*REQUIREMENT*. Reproduce the material from its start through the line containing "[[[141,169],[72,123],[0,99],[0,169]]]", replacing "breaking wave" with "cresting wave" and leaving everything else unchanged. Omit the pictures.
══════════
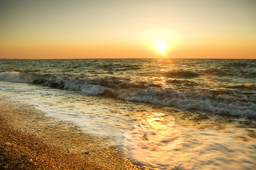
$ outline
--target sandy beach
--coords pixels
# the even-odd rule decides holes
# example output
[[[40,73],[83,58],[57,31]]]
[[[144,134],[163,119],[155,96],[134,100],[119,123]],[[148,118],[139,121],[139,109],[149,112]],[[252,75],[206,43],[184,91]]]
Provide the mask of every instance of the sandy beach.
[[[0,99],[0,169],[141,169],[106,139]]]

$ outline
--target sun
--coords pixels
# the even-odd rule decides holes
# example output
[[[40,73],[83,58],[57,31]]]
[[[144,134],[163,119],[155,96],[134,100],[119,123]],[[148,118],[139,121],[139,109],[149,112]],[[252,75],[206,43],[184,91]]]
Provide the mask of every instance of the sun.
[[[162,41],[157,41],[156,42],[156,48],[159,52],[165,52],[166,46],[164,43]]]

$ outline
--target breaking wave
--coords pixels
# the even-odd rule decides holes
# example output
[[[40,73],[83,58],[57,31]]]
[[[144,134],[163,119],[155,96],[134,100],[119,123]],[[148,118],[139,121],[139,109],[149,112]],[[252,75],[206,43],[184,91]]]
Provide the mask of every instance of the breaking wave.
[[[192,74],[193,75],[194,73]],[[148,87],[145,82],[131,82],[129,79],[126,81],[113,77],[90,79],[86,78],[85,76],[84,78],[80,79],[50,74],[13,71],[0,73],[0,80],[2,81],[40,84],[127,101],[256,117],[256,96],[255,94],[246,96],[227,90],[195,91],[157,88]],[[175,81],[180,83],[178,80],[174,80],[173,82]],[[235,89],[246,88],[250,90],[255,89],[255,86],[253,85],[229,87]]]

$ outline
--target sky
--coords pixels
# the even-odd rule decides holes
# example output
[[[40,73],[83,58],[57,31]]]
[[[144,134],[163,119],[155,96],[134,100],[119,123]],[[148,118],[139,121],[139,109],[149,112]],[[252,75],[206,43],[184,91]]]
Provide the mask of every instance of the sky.
[[[256,59],[256,1],[0,0],[0,58],[155,58]]]

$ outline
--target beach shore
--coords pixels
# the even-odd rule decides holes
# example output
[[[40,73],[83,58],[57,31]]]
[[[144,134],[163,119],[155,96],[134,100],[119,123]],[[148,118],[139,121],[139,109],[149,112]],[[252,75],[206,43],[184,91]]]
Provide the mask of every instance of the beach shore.
[[[141,169],[72,123],[0,99],[0,169]]]

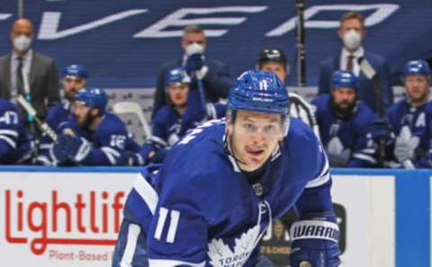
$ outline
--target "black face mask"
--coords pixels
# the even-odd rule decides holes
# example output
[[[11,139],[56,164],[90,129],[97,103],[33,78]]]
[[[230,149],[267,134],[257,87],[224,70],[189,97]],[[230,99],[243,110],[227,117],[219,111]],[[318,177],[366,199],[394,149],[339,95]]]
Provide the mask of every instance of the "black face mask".
[[[335,99],[332,97],[330,101],[330,111],[335,114],[337,119],[345,120],[349,119],[349,117],[354,113],[357,107],[356,99],[346,107],[341,107],[335,102]]]

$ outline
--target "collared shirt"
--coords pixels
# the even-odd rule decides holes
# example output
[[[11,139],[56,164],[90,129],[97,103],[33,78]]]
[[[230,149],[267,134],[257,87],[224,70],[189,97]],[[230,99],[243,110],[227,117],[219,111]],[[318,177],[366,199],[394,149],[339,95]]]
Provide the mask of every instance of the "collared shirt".
[[[348,57],[354,56],[353,58],[353,72],[358,77],[360,74],[360,66],[358,65],[358,58],[364,56],[364,49],[363,47],[358,48],[358,49],[351,54],[344,47],[342,49],[342,53],[340,54],[340,70],[346,70],[346,64],[348,63]]]
[[[24,68],[27,77],[30,76],[30,67],[32,67],[32,56],[33,52],[30,49],[24,56],[22,56],[22,67]],[[18,88],[16,87],[17,67],[19,64],[18,54],[15,51],[12,52],[11,57],[11,99],[16,98],[18,94]]]

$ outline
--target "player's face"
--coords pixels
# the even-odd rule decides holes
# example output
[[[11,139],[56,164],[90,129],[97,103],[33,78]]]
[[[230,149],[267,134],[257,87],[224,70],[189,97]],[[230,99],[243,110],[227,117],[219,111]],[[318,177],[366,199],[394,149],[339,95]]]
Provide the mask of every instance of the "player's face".
[[[354,30],[358,34],[360,34],[360,37],[362,38],[362,40],[366,35],[366,31],[363,27],[362,22],[358,19],[356,19],[356,18],[344,20],[340,24],[338,34],[339,38],[341,40],[343,40],[345,34],[351,30]]]
[[[188,92],[188,84],[173,83],[169,85],[169,98],[175,106],[183,107],[186,104]]]
[[[204,34],[202,32],[189,32],[183,36],[182,48],[184,51],[185,51],[186,48],[193,43],[202,45],[205,49],[207,41]]]
[[[33,26],[27,19],[21,19],[15,22],[11,31],[10,38],[13,40],[16,37],[25,35],[28,38],[33,38]]]
[[[263,165],[282,141],[282,116],[238,111],[228,134],[240,169],[255,171]]]
[[[407,93],[412,103],[423,103],[429,95],[429,80],[425,76],[412,75],[404,79]]]
[[[276,76],[281,79],[283,83],[285,82],[286,78],[286,70],[285,67],[282,63],[277,63],[277,62],[268,62],[268,63],[264,63],[261,66],[261,70],[262,71],[273,71]]]
[[[75,94],[84,86],[86,86],[86,79],[78,76],[66,76],[63,79],[63,90],[65,92],[65,97],[71,101],[74,99]]]
[[[331,92],[335,104],[341,110],[348,109],[356,102],[356,91],[349,87],[336,88]]]

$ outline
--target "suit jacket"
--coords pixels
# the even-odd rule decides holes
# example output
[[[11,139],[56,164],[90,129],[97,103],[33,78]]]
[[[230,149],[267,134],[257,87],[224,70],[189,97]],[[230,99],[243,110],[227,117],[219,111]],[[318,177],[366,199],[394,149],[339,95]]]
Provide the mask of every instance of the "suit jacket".
[[[11,54],[0,58],[0,97],[11,98]],[[48,110],[60,101],[58,74],[51,58],[32,51],[29,75],[32,104],[38,117],[45,118]]]
[[[364,51],[364,58],[375,69],[382,92],[382,103],[384,111],[393,102],[393,91],[391,86],[391,76],[387,60],[382,56]],[[340,53],[337,57],[329,58],[321,62],[320,67],[319,93],[330,93],[331,77],[333,73],[339,70]],[[358,77],[357,99],[363,100],[372,110],[376,111],[375,89],[374,83],[368,80],[360,71]]]
[[[182,66],[183,59],[173,60],[164,64],[158,76],[158,85],[156,86],[155,102],[153,102],[152,118],[156,116],[158,110],[166,104],[166,95],[165,93],[165,80],[167,72],[176,67]],[[206,58],[204,65],[209,67],[209,71],[202,78],[202,86],[205,98],[210,102],[218,102],[219,98],[227,98],[228,92],[233,85],[233,80],[230,75],[228,67],[220,61]]]

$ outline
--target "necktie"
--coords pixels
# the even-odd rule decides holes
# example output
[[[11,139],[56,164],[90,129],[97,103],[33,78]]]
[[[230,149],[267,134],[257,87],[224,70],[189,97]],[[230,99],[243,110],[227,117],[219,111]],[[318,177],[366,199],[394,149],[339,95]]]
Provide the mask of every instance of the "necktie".
[[[353,71],[353,68],[354,68],[354,56],[349,55],[348,61],[346,62],[346,70]]]
[[[24,82],[23,82],[23,77],[22,77],[22,69],[24,67],[22,57],[16,58],[18,60],[18,67],[16,67],[16,89],[18,94],[23,94],[24,93]]]

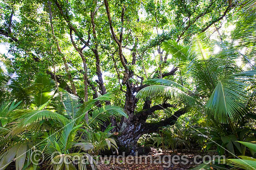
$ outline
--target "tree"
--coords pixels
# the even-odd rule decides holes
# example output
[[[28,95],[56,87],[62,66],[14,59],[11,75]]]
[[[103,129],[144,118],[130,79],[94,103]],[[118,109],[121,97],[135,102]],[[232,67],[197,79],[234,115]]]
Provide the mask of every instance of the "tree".
[[[22,85],[29,85],[36,73],[47,71],[61,88],[74,93],[75,88],[85,101],[88,97],[99,96],[98,92],[116,93],[112,102],[123,106],[128,118],[120,121],[112,118],[112,124],[119,132],[120,144],[133,151],[141,135],[177,119],[171,116],[156,123],[146,123],[154,111],[175,106],[167,103],[152,105],[154,103],[149,100],[139,101],[135,97],[147,85],[144,80],[166,78],[178,70],[177,65],[168,69],[169,56],[161,47],[162,42],[172,39],[188,43],[194,34],[228,17],[235,5],[199,0],[1,3],[4,15],[0,34],[11,43],[10,52],[15,56],[14,66],[19,68],[18,79]],[[13,16],[20,20],[13,21]],[[48,62],[53,57],[58,68],[55,73]],[[181,108],[175,115],[178,117],[186,111]]]

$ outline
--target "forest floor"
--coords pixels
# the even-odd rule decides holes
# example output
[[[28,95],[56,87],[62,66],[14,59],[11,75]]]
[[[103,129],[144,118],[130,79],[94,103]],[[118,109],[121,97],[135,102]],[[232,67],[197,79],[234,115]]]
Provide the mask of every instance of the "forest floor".
[[[113,162],[113,161],[105,163],[102,162],[104,165],[101,166],[101,170],[189,170],[197,165],[195,163],[198,163],[202,160],[202,157],[205,155],[214,157],[214,155],[216,155],[216,153],[214,152],[202,152],[200,150],[175,150],[174,151],[170,150],[156,150],[155,151],[150,152],[147,154],[147,156],[149,156],[147,158],[148,163],[145,161],[145,157],[141,157],[141,162],[140,162],[140,158],[138,157],[133,157],[130,159],[130,161],[127,163],[127,161],[123,162],[123,157],[117,159]],[[177,157],[186,157],[188,160],[188,163],[184,163],[184,162],[181,161],[179,163],[175,161],[173,162],[173,159],[175,159],[173,157],[175,156]],[[153,157],[153,159],[150,158]],[[159,157],[161,159],[159,159]],[[168,159],[168,157],[171,157]],[[127,159],[128,157],[125,157]],[[137,162],[135,161],[137,159]],[[153,163],[150,163],[150,160],[152,160]],[[119,162],[117,160],[119,160]],[[161,160],[162,161],[159,161]],[[171,161],[170,161],[170,160]],[[176,159],[177,160],[177,159]],[[196,160],[196,163],[195,163],[195,160]]]

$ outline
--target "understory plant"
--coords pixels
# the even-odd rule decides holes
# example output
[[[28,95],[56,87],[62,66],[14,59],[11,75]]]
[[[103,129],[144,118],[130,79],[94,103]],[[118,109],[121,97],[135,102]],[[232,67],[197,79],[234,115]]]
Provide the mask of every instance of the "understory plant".
[[[103,132],[99,132],[100,126],[110,116],[126,114],[119,107],[104,105],[111,94],[83,103],[62,90],[63,102],[58,102],[58,93],[51,94],[46,92],[51,89],[47,85],[46,90],[43,84],[39,86],[29,109],[21,109],[21,102],[0,104],[0,169],[14,161],[17,170],[36,170],[43,158],[43,163],[54,170],[83,170],[88,164],[97,169],[93,155],[111,147],[117,149],[111,124]],[[38,157],[37,152],[44,157]],[[78,158],[80,161],[74,161]]]

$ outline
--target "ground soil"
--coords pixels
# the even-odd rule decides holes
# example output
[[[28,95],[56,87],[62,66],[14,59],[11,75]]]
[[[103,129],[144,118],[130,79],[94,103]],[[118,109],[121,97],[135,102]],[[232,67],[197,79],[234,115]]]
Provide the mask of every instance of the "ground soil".
[[[161,156],[162,158],[165,156],[168,156],[172,157],[174,155],[178,155],[180,157],[185,156],[187,157],[189,160],[189,163],[183,164],[181,163],[172,164],[168,166],[168,164],[164,163],[159,163],[156,162],[157,163],[145,163],[145,159],[142,159],[142,163],[135,163],[135,161],[131,161],[132,163],[123,163],[122,158],[119,160],[121,162],[115,161],[115,162],[111,161],[110,162],[105,163],[102,162],[101,169],[102,170],[189,170],[196,165],[194,162],[195,157],[196,155],[200,155],[203,157],[205,155],[216,155],[217,154],[214,152],[203,152],[199,150],[175,150],[174,151],[169,150],[155,150],[155,151],[148,153],[147,155],[150,155],[155,157],[155,156]],[[134,158],[136,157],[134,157]],[[165,157],[166,157],[166,156]],[[126,157],[126,158],[127,157]],[[139,159],[138,159],[139,160]],[[154,158],[153,160],[155,160]],[[202,160],[202,159],[196,159],[197,162]],[[166,159],[167,162],[168,160]],[[149,159],[148,159],[148,163],[149,162]]]

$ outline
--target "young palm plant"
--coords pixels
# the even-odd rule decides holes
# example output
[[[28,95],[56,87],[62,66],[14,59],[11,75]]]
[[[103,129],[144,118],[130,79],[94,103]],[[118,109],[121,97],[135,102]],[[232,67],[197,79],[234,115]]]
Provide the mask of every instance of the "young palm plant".
[[[35,149],[42,152],[46,161],[58,163],[48,162],[53,169],[86,170],[86,164],[84,163],[87,161],[93,169],[96,169],[95,161],[89,154],[94,153],[96,144],[91,143],[94,141],[90,137],[110,116],[127,117],[120,107],[111,105],[99,107],[95,105],[97,102],[111,98],[111,94],[106,94],[83,104],[77,97],[66,93],[63,96],[64,105],[60,104],[58,108],[47,107],[49,102],[47,101],[37,110],[16,111],[20,116],[13,118],[6,123],[4,129],[1,130],[5,131],[5,135],[2,137],[7,142],[1,148],[0,169],[4,170],[15,157],[16,163],[19,164],[17,170],[26,167],[35,169],[36,165],[32,163],[34,161],[30,159]],[[57,112],[56,110],[62,111]],[[87,114],[88,118],[85,121]],[[116,148],[110,136],[107,137],[104,139],[107,144],[101,144],[101,148],[97,150],[104,150],[105,146],[109,146],[109,141],[110,146]],[[78,162],[73,161],[78,158],[80,160]]]

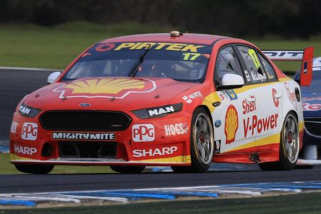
══════════
*COMPLETED EXERCISE*.
$ outline
--target sandy beach
--coords pixels
# the even-odd rule decides holes
# example output
[[[40,73],[83,58],[57,31]]]
[[[144,134],[163,119],[155,96],[134,100],[119,123]],[[148,118],[139,121],[139,109],[149,112]],[[252,75],[206,43],[184,91]]]
Provide the mask of every instance of the sandy beach.
[[[0,99],[0,169],[141,169],[106,139]]]

$ outline
--target sun
--coords pixels
# the even-odd rule decides holes
# example output
[[[40,73],[83,58],[57,31]]]
[[[144,134],[163,119],[155,96],[134,100],[119,123]],[[148,118],[139,121],[139,109],[149,112]],[[252,75],[206,43],[184,91]]]
Provide the mask of every instance of the sun.
[[[162,41],[157,41],[156,42],[156,48],[159,52],[165,52],[166,46],[164,43]]]

$ outline
--target cresting wave
--coords pixels
# the even-odd rule decides holes
# example output
[[[40,73],[83,58],[57,31]]]
[[[144,134],[163,119],[155,96],[134,100],[119,123]],[[148,118],[139,121],[139,109],[149,112]],[[252,75],[206,43],[184,91]]]
Provide the mask of every instance of the cresting wave.
[[[192,74],[193,75],[194,73]],[[148,87],[145,82],[131,82],[129,79],[126,81],[113,77],[90,79],[86,78],[85,76],[84,78],[80,79],[50,74],[13,71],[0,73],[0,80],[2,81],[40,84],[127,101],[256,117],[256,96],[255,94],[246,96],[227,90],[195,91],[157,88]],[[175,81],[180,83],[178,80],[174,80],[173,82]],[[235,89],[246,88],[250,90],[255,89],[255,86],[253,85],[229,87]]]

$ outline
--target sky
--coords pixels
# the even-odd rule decides holes
# example output
[[[40,73],[83,58],[57,31]]]
[[[144,134],[163,119],[155,96],[134,100],[119,123]],[[148,118],[139,121],[139,109],[149,112]],[[252,75],[206,43],[184,91]]]
Provide the mask of every instance of the sky.
[[[256,59],[256,1],[0,0],[0,58],[155,58]]]

$ outline
--target beach shore
--coords pixels
# the even-odd rule decides holes
# example output
[[[40,73],[83,58],[57,31]]]
[[[144,134],[163,119],[155,96],[134,100],[119,123]],[[148,118],[139,121],[139,109],[149,112]],[[252,75],[206,43],[184,91]]]
Provide the mask of every instance of the beach shore.
[[[141,169],[72,123],[0,99],[0,169]]]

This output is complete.